■ Given task: Recast the items below, from their start through the line containing "12, 80, 18, 87" inclusive, as a two-column CSV headed instruction and boxes, with one row per item holding its text and its answer, each in a single quoted field with line breaks replaced by spaces. Leave the pictures out.

■ Raw data:
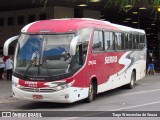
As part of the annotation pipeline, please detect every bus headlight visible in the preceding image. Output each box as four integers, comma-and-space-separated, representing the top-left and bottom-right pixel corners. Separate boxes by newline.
45, 80, 75, 91
12, 80, 18, 87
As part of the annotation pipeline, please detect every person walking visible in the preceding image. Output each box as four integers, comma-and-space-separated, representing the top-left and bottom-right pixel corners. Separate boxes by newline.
0, 56, 5, 80
6, 56, 13, 80
147, 54, 155, 75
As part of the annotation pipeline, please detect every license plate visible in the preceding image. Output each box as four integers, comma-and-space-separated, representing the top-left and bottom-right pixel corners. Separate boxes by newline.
33, 95, 43, 99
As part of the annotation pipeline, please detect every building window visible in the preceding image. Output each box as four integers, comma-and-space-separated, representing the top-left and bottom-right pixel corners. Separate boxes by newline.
8, 17, 14, 26
17, 16, 24, 25
0, 18, 4, 26
28, 15, 36, 23
39, 13, 47, 20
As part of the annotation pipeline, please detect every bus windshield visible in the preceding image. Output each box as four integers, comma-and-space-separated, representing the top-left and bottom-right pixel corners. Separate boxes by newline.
14, 33, 82, 77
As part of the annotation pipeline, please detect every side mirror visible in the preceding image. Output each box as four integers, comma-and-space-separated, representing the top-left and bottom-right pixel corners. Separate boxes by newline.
70, 36, 79, 56
3, 36, 18, 56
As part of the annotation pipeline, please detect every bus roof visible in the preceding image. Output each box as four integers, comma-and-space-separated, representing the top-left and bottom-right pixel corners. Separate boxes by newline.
21, 18, 144, 33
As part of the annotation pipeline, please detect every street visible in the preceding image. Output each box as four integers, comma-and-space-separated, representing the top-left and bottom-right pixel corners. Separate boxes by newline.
0, 74, 160, 120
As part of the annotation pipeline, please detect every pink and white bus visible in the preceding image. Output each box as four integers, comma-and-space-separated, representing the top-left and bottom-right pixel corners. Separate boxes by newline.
4, 18, 146, 103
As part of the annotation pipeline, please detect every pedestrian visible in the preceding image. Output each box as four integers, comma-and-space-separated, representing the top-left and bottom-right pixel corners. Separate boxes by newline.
6, 56, 13, 80
147, 53, 155, 75
0, 56, 5, 80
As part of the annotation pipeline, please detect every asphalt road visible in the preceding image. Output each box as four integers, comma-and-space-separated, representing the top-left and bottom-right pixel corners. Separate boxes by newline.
0, 74, 160, 120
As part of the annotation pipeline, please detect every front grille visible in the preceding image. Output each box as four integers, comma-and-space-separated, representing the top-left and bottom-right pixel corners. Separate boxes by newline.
20, 87, 56, 93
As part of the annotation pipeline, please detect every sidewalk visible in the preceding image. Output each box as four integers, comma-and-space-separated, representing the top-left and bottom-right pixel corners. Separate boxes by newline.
0, 73, 160, 104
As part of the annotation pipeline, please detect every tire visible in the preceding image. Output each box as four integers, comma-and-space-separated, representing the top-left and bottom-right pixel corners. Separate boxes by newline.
126, 71, 136, 89
84, 81, 96, 103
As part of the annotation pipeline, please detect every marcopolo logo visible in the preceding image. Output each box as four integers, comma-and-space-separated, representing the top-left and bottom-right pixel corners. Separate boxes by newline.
105, 56, 117, 64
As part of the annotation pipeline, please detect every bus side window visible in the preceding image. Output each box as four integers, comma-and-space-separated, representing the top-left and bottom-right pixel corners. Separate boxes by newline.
92, 31, 104, 51
139, 35, 145, 49
128, 34, 133, 49
104, 32, 114, 51
133, 34, 137, 49
115, 33, 122, 50
125, 34, 129, 49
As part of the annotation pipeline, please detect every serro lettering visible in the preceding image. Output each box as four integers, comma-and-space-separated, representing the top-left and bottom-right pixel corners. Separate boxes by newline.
105, 56, 117, 64
25, 81, 37, 85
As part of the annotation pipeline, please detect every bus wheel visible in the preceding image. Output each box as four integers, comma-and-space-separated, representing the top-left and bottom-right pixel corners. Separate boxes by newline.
84, 81, 95, 103
126, 71, 136, 89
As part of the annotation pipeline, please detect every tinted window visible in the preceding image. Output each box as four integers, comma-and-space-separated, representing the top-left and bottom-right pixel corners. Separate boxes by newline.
92, 31, 104, 51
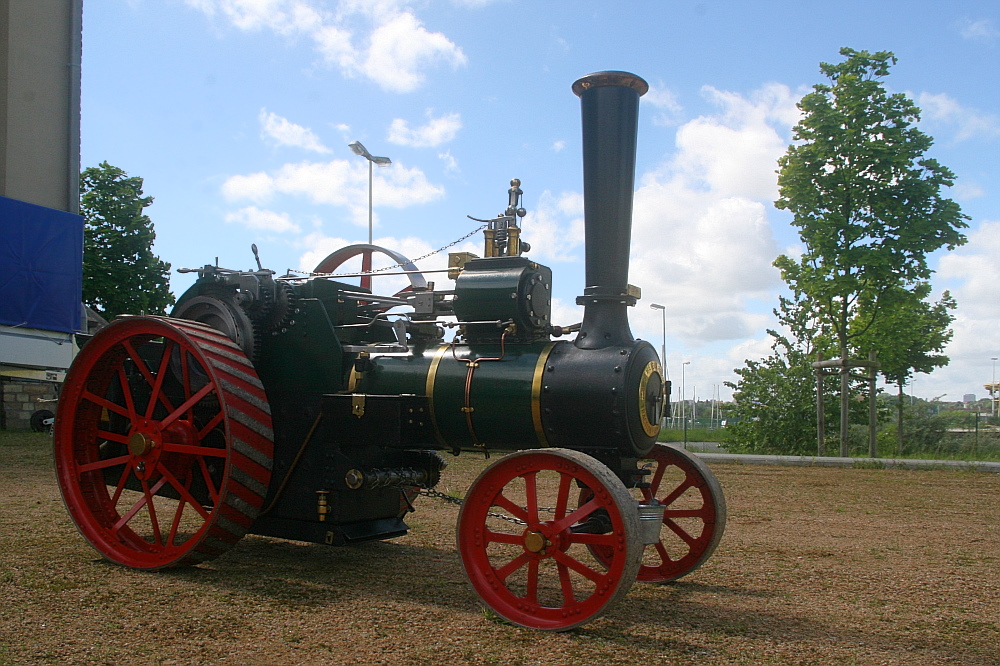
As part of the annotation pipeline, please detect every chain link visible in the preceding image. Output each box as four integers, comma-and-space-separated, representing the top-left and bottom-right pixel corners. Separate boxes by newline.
288, 224, 490, 277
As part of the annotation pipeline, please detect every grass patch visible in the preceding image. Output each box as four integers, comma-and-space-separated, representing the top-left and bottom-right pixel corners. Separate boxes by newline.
657, 428, 729, 442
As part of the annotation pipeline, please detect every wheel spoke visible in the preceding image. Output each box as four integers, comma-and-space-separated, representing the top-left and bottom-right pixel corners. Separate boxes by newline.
160, 384, 215, 428
552, 497, 600, 532
552, 550, 607, 583
649, 462, 667, 496
660, 476, 694, 506
167, 500, 186, 546
556, 473, 573, 520
97, 430, 128, 444
118, 364, 139, 423
141, 479, 163, 547
493, 493, 537, 524
122, 340, 174, 418
76, 455, 132, 475
81, 390, 135, 421
198, 456, 219, 503
664, 520, 698, 546
111, 464, 132, 508
163, 442, 229, 458
180, 349, 191, 421
157, 465, 211, 520
663, 507, 711, 518
486, 529, 524, 546
458, 449, 643, 631
521, 472, 538, 525
54, 316, 274, 570
569, 534, 617, 546
198, 410, 226, 441
524, 558, 538, 604
493, 553, 531, 581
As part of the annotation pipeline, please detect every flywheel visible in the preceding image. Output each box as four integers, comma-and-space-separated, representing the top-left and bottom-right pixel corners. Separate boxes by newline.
55, 317, 274, 570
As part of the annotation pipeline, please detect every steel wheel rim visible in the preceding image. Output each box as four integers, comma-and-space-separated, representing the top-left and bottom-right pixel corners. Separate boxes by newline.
55, 317, 273, 570
458, 449, 642, 631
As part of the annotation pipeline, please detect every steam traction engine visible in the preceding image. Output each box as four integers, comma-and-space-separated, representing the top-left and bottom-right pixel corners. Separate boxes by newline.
55, 72, 726, 630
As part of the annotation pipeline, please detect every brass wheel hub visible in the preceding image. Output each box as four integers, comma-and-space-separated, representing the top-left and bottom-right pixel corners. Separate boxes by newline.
524, 532, 552, 555
128, 432, 156, 456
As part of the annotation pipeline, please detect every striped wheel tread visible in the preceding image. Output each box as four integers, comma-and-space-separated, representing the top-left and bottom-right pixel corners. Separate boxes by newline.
55, 317, 274, 570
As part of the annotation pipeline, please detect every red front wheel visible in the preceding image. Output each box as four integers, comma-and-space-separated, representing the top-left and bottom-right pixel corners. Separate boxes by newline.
458, 449, 642, 631
580, 444, 726, 583
55, 317, 273, 570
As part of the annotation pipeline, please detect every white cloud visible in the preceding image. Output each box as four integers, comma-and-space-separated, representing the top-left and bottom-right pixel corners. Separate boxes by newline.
671, 84, 798, 201
360, 12, 467, 93
642, 84, 683, 127
259, 109, 330, 153
438, 150, 460, 174
299, 232, 458, 296
629, 80, 798, 344
520, 190, 584, 262
222, 172, 274, 203
226, 206, 302, 234
186, 0, 467, 93
959, 18, 1000, 43
917, 92, 1000, 141
927, 220, 1000, 400
386, 109, 462, 148
222, 160, 444, 226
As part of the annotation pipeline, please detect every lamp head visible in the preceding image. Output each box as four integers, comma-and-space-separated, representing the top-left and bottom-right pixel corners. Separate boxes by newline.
347, 141, 372, 160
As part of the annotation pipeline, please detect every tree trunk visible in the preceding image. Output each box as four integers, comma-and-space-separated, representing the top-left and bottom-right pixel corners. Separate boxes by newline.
840, 345, 851, 458
896, 379, 903, 458
816, 352, 826, 458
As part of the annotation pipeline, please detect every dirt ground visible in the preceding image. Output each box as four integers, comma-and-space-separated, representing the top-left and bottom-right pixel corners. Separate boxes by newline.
0, 436, 1000, 664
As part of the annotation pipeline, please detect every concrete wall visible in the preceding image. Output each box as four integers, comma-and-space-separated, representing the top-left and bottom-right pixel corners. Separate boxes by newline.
0, 377, 61, 430
0, 0, 83, 213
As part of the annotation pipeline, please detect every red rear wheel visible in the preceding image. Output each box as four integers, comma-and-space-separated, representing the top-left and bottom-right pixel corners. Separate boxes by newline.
458, 449, 642, 631
580, 444, 726, 583
55, 317, 273, 570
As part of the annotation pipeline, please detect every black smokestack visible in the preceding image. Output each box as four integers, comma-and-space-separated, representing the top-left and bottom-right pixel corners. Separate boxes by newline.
573, 72, 649, 349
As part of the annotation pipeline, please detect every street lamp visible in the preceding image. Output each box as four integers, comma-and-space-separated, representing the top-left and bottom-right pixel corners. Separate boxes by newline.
681, 361, 691, 450
347, 141, 392, 245
649, 303, 670, 426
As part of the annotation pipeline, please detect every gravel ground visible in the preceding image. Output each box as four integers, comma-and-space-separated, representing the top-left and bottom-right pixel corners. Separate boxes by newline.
0, 436, 1000, 665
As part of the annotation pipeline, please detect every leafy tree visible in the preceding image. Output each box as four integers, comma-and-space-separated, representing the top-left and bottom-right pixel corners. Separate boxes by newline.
775, 48, 968, 453
80, 162, 174, 319
726, 294, 832, 455
859, 282, 955, 455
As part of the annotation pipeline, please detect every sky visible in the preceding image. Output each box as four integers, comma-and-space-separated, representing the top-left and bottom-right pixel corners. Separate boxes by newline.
82, 0, 1000, 400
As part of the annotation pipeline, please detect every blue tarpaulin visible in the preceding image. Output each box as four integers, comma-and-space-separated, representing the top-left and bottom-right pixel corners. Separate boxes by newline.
0, 197, 83, 333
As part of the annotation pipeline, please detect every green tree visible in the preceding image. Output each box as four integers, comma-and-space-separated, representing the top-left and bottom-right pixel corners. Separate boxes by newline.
775, 48, 968, 454
726, 294, 833, 455
80, 162, 174, 319
860, 282, 955, 455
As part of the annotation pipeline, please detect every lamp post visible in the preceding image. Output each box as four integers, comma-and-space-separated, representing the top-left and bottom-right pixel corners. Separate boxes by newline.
347, 141, 392, 245
649, 303, 670, 426
681, 361, 691, 450
990, 356, 998, 418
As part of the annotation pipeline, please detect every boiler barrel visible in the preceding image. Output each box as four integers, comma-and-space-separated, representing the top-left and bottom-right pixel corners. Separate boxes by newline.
356, 340, 665, 456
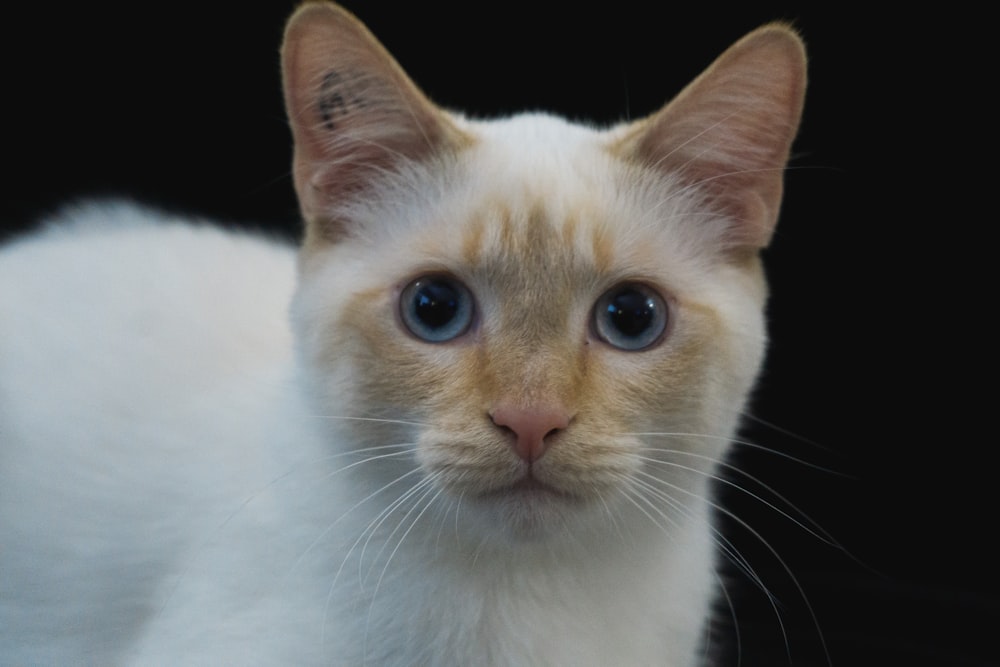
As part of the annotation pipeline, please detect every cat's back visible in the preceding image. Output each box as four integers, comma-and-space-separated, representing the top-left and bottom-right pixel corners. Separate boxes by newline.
0, 203, 295, 663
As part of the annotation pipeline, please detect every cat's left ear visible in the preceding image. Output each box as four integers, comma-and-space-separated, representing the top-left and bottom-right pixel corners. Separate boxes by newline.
281, 2, 467, 245
615, 24, 806, 249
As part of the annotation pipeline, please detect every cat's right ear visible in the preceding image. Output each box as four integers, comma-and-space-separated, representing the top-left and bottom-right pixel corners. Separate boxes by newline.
281, 2, 466, 244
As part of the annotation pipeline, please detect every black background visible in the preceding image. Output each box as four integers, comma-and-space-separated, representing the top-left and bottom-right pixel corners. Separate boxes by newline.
0, 0, 1000, 667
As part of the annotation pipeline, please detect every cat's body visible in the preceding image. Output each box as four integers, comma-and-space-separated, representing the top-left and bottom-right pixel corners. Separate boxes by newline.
0, 5, 804, 666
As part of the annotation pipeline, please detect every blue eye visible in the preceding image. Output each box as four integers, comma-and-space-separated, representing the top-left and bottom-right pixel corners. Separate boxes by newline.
399, 276, 475, 343
594, 283, 668, 351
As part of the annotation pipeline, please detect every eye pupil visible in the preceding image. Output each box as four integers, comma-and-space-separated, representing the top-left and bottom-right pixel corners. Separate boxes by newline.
399, 275, 475, 343
413, 281, 459, 329
608, 290, 657, 338
593, 283, 669, 352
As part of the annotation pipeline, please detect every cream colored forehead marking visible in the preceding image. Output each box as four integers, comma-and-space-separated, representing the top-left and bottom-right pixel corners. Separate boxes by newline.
460, 198, 614, 278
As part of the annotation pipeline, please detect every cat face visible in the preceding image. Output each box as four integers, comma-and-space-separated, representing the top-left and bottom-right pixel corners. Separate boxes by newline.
285, 5, 804, 539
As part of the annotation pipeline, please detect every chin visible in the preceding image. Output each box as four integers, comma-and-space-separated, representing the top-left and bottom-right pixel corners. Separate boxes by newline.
466, 483, 591, 546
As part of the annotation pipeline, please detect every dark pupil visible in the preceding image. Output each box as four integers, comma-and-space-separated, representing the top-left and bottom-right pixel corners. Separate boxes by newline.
413, 282, 459, 329
608, 290, 656, 338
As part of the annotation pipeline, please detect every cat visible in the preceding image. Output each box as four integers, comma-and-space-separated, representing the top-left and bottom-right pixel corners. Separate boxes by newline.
0, 2, 806, 667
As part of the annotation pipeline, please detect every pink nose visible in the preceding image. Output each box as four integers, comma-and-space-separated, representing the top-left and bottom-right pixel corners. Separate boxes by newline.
490, 405, 570, 463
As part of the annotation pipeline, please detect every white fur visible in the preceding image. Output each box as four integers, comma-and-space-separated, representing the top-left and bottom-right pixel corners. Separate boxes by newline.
0, 117, 764, 667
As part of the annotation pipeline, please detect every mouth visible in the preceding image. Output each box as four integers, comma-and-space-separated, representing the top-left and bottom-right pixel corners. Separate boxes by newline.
484, 471, 573, 502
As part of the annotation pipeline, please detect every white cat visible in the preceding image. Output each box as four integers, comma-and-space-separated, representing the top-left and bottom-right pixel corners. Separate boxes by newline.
0, 3, 805, 666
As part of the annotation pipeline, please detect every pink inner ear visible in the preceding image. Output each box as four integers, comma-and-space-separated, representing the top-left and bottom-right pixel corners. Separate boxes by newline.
283, 3, 464, 239
619, 25, 805, 248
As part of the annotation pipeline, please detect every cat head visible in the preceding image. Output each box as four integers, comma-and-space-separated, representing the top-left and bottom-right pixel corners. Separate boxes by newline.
282, 3, 805, 544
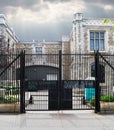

■ Solved problem:
instruction,boxes
"As part of the annotation pipeline, please detect every bus headlight visible in the preceding image. Output each box as four integers, comma-and-space-separated, representing the top-left and bottom-right pixel corners. Separate boxes by newline.","45, 80, 75, 91 12, 80, 18, 87"